[Records of where objects are located]
§ §

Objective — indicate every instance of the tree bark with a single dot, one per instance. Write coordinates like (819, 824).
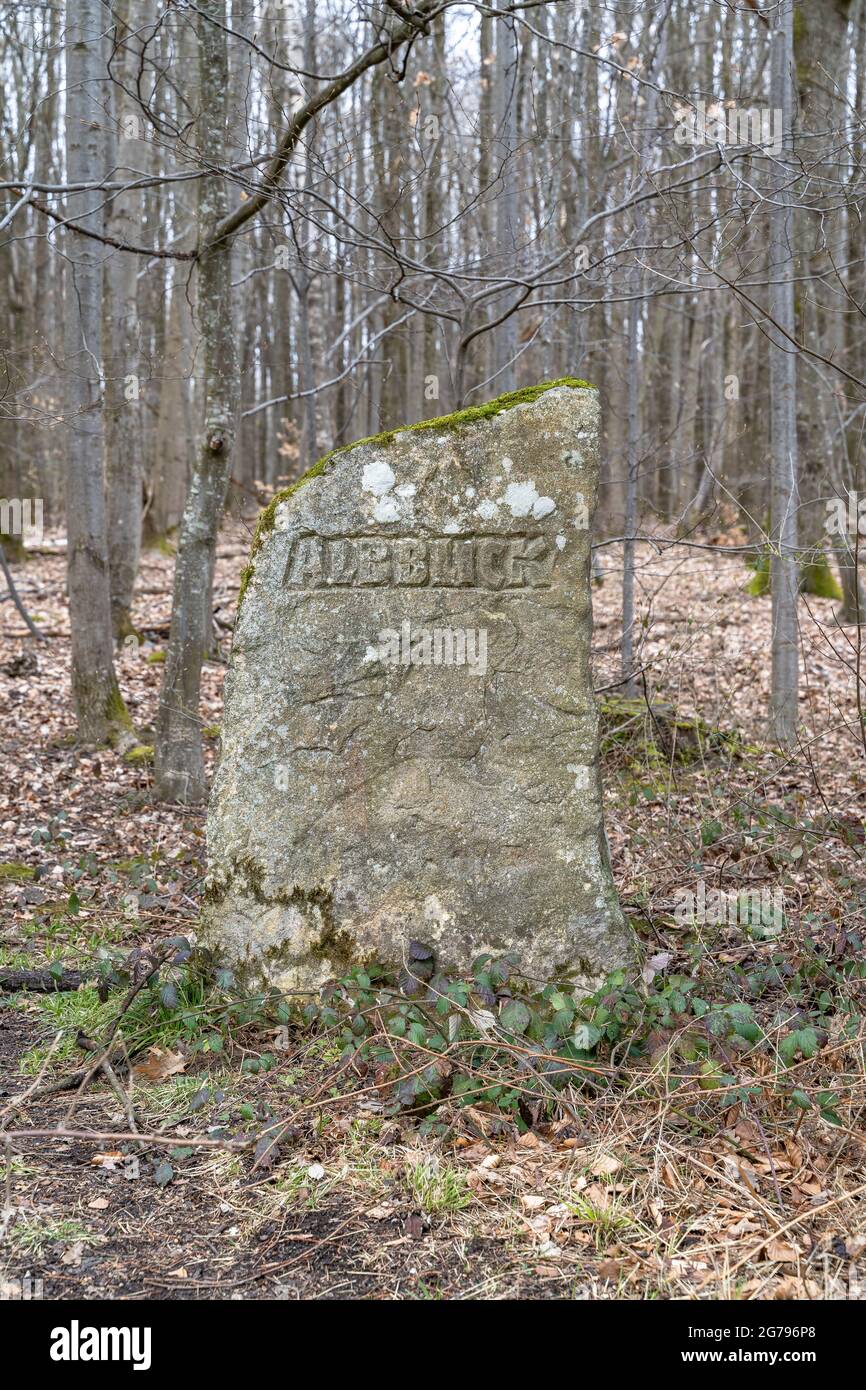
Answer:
(95, 691)
(783, 401)
(178, 761)
(124, 405)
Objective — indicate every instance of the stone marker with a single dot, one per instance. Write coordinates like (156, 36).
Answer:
(410, 744)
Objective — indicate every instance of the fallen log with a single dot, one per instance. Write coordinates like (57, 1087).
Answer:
(43, 982)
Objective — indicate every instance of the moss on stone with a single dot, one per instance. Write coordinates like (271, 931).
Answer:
(116, 710)
(458, 420)
(816, 577)
(139, 754)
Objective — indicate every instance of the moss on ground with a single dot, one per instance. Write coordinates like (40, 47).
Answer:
(458, 420)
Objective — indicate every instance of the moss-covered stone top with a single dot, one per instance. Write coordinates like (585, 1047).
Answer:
(458, 420)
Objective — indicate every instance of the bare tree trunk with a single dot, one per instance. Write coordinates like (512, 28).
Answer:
(180, 765)
(124, 406)
(783, 402)
(95, 691)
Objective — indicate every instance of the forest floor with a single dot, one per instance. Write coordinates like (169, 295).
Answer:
(734, 1169)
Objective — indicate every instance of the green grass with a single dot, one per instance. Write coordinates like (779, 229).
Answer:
(34, 1236)
(438, 1187)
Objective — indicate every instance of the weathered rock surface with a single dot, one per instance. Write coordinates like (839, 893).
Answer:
(410, 748)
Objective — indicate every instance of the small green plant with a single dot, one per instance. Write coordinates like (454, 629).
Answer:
(32, 1236)
(438, 1187)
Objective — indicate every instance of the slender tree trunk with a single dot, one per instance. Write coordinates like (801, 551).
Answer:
(783, 402)
(95, 692)
(124, 406)
(180, 765)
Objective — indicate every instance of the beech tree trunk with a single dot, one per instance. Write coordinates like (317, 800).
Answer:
(783, 401)
(124, 403)
(178, 762)
(95, 691)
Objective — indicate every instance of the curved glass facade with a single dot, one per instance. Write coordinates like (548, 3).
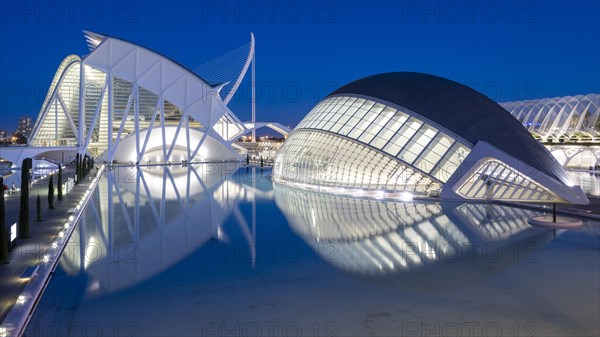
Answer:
(361, 143)
(59, 116)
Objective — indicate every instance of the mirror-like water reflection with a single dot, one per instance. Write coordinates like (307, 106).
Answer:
(212, 250)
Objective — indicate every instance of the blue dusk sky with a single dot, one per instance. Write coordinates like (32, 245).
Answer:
(509, 50)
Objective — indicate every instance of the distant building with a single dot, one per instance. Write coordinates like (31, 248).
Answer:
(25, 126)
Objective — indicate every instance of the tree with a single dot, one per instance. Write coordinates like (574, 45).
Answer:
(51, 192)
(3, 232)
(23, 228)
(38, 207)
(59, 182)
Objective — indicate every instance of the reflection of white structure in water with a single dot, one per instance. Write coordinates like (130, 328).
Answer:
(368, 236)
(143, 221)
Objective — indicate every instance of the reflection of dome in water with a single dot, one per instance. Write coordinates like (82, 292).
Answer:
(139, 243)
(373, 237)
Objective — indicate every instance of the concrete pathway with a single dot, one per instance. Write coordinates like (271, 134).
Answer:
(29, 252)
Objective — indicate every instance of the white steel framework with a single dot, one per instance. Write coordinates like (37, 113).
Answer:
(560, 119)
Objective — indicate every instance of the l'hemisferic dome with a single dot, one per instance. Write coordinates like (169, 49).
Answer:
(405, 133)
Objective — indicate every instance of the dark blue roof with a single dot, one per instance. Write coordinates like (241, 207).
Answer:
(460, 109)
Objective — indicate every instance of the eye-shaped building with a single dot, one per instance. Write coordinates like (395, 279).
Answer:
(405, 133)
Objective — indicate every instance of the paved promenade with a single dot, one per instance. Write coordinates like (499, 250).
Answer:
(29, 252)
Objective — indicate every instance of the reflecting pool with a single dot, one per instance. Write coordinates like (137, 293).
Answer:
(215, 250)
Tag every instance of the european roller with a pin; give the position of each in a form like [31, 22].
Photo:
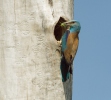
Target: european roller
[70, 41]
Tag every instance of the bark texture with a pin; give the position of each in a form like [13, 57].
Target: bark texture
[29, 60]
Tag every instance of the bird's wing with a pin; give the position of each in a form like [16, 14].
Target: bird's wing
[72, 45]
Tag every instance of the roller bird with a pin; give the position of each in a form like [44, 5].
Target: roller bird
[69, 46]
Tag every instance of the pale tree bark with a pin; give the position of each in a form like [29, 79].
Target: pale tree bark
[29, 59]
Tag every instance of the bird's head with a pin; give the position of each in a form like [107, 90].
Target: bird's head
[73, 25]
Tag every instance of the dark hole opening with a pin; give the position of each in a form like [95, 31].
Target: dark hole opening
[58, 29]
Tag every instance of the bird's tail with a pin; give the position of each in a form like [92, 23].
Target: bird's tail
[65, 69]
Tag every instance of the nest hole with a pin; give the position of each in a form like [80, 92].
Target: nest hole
[58, 29]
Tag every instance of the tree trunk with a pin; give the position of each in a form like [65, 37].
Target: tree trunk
[29, 57]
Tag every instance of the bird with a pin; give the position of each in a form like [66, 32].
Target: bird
[69, 46]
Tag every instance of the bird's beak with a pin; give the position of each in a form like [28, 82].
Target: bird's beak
[69, 22]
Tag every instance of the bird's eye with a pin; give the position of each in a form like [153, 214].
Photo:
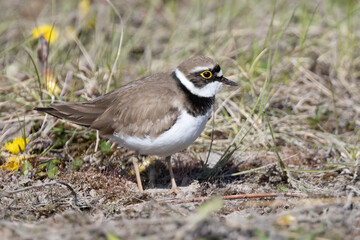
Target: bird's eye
[206, 74]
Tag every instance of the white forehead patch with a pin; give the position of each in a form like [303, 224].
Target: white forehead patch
[209, 90]
[201, 68]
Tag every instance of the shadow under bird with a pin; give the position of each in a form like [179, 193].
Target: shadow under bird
[157, 115]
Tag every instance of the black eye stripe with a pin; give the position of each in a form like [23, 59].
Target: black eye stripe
[216, 69]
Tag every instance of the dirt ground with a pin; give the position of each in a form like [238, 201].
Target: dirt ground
[298, 104]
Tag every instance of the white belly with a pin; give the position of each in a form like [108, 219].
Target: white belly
[184, 132]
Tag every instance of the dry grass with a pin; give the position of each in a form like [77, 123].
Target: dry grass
[297, 64]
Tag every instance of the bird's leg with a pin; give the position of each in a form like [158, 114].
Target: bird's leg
[135, 161]
[174, 188]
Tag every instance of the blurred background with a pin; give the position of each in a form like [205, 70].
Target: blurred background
[297, 64]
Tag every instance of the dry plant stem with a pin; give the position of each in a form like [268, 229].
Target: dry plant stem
[231, 197]
[135, 161]
[7, 194]
[174, 188]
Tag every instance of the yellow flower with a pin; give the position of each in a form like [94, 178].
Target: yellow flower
[84, 7]
[17, 145]
[13, 163]
[50, 33]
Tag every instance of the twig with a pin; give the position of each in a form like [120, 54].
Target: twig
[119, 47]
[231, 197]
[7, 194]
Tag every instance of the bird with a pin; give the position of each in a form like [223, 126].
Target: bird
[160, 114]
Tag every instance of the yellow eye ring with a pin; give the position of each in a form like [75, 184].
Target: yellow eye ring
[206, 74]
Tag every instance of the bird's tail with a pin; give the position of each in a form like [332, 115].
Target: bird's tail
[81, 113]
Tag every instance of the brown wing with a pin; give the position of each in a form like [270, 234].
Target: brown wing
[145, 107]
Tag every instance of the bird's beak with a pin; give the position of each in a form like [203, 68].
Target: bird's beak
[228, 82]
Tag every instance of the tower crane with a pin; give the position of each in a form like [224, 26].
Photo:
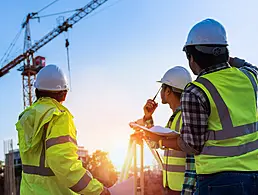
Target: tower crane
[32, 65]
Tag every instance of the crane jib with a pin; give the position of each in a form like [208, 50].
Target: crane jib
[91, 6]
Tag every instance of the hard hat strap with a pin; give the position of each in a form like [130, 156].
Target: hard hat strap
[214, 50]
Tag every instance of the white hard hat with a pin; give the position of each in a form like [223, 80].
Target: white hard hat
[207, 32]
[177, 77]
[51, 78]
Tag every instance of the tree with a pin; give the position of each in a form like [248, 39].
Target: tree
[101, 168]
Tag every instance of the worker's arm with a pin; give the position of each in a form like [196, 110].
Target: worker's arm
[195, 113]
[62, 158]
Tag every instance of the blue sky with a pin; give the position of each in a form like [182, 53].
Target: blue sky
[117, 54]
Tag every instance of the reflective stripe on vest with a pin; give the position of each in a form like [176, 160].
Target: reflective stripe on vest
[41, 169]
[174, 161]
[82, 183]
[228, 130]
[174, 153]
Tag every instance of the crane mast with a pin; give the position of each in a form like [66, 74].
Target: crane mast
[32, 65]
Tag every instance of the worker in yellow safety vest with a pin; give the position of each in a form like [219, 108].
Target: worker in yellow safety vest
[219, 111]
[174, 167]
[47, 143]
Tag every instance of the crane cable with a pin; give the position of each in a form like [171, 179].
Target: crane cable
[68, 62]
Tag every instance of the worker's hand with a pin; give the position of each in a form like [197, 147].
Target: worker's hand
[153, 137]
[105, 191]
[149, 108]
[131, 124]
[140, 122]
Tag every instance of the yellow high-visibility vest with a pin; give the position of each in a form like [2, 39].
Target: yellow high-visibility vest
[232, 138]
[48, 149]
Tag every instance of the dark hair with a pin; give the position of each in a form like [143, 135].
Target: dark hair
[206, 60]
[177, 92]
[58, 96]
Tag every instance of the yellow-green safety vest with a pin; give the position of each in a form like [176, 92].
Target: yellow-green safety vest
[232, 137]
[174, 161]
[48, 149]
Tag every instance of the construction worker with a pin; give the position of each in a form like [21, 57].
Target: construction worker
[47, 143]
[219, 111]
[174, 167]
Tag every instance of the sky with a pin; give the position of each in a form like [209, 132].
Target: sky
[117, 54]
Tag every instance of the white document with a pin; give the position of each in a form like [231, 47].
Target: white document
[158, 130]
[124, 188]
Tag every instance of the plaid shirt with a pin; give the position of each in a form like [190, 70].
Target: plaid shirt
[196, 110]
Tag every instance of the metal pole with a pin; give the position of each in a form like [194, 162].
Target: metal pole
[135, 168]
[142, 168]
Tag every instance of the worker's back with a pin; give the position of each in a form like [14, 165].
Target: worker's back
[32, 127]
[232, 143]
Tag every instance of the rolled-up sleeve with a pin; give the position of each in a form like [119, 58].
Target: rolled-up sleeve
[195, 113]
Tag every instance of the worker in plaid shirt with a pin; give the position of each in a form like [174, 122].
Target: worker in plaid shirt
[178, 169]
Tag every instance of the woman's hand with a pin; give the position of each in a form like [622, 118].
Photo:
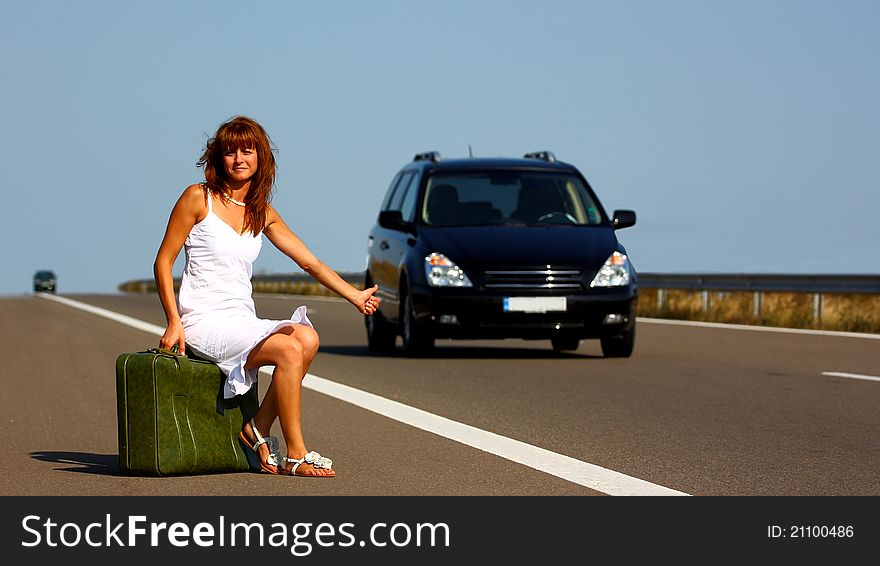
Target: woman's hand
[366, 301]
[173, 336]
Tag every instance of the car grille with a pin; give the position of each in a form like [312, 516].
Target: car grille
[532, 279]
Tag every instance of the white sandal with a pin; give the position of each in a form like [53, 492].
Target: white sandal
[271, 464]
[316, 460]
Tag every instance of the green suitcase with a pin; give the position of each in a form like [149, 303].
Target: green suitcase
[173, 419]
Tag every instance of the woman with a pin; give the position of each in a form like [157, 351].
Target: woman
[221, 223]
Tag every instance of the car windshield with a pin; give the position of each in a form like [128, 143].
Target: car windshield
[524, 198]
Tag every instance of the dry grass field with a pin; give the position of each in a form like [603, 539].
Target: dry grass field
[841, 312]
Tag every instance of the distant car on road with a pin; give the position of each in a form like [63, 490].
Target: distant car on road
[45, 281]
[499, 248]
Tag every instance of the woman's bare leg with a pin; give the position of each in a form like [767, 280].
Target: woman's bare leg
[291, 351]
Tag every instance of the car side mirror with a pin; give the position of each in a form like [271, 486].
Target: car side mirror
[623, 219]
[392, 219]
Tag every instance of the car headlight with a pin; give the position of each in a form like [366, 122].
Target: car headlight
[615, 272]
[442, 272]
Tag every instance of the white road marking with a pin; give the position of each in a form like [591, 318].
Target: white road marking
[851, 375]
[564, 467]
[759, 328]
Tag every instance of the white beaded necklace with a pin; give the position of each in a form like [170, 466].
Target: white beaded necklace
[233, 201]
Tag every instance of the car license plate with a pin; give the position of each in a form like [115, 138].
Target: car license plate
[534, 304]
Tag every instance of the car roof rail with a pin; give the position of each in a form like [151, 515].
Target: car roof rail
[428, 156]
[545, 155]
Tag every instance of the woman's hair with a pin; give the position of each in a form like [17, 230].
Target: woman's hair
[241, 132]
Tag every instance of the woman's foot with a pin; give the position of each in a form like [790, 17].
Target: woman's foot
[266, 448]
[310, 464]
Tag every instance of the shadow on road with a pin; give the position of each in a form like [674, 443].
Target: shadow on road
[83, 462]
[463, 352]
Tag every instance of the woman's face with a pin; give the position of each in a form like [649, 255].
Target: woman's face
[241, 164]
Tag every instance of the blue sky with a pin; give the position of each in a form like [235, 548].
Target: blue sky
[744, 134]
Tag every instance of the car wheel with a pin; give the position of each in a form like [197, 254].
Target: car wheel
[561, 343]
[380, 334]
[619, 346]
[416, 339]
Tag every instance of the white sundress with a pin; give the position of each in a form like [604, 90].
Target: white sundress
[215, 299]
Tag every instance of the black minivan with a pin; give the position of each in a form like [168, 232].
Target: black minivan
[499, 248]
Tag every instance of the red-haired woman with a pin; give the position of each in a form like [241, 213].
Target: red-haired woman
[220, 223]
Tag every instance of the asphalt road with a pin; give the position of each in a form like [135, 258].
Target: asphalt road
[696, 410]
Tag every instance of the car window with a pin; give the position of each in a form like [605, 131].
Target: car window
[390, 192]
[408, 206]
[402, 185]
[509, 197]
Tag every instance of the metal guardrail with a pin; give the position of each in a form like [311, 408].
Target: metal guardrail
[868, 284]
[758, 284]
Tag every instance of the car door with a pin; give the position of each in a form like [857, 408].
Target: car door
[387, 245]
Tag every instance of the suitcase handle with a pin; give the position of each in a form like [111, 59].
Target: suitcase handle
[174, 351]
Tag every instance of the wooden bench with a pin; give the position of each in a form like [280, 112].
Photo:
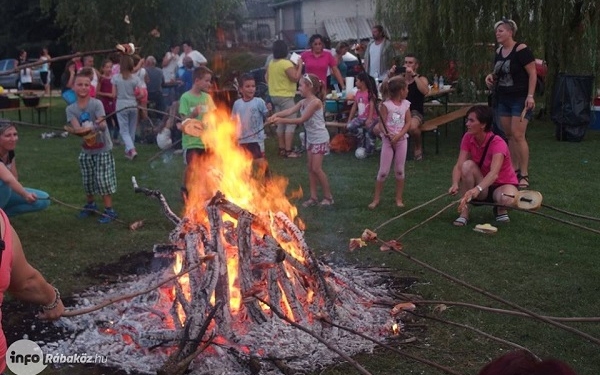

§ §

## Prompt
Show every line from the lines above that holds the word "bark".

## Task output
Objective — indicate every instance of the tree bark with a single dot, one per instance. Write coordinates like (819, 824).
Tag every instance of the bark texture with a pin; give the position of each in a form like [13, 57].
Target: bark texture
Tag every instance of the pale tree bark with a pin; give the position of each in a form like [29, 79].
Target: pale tree bark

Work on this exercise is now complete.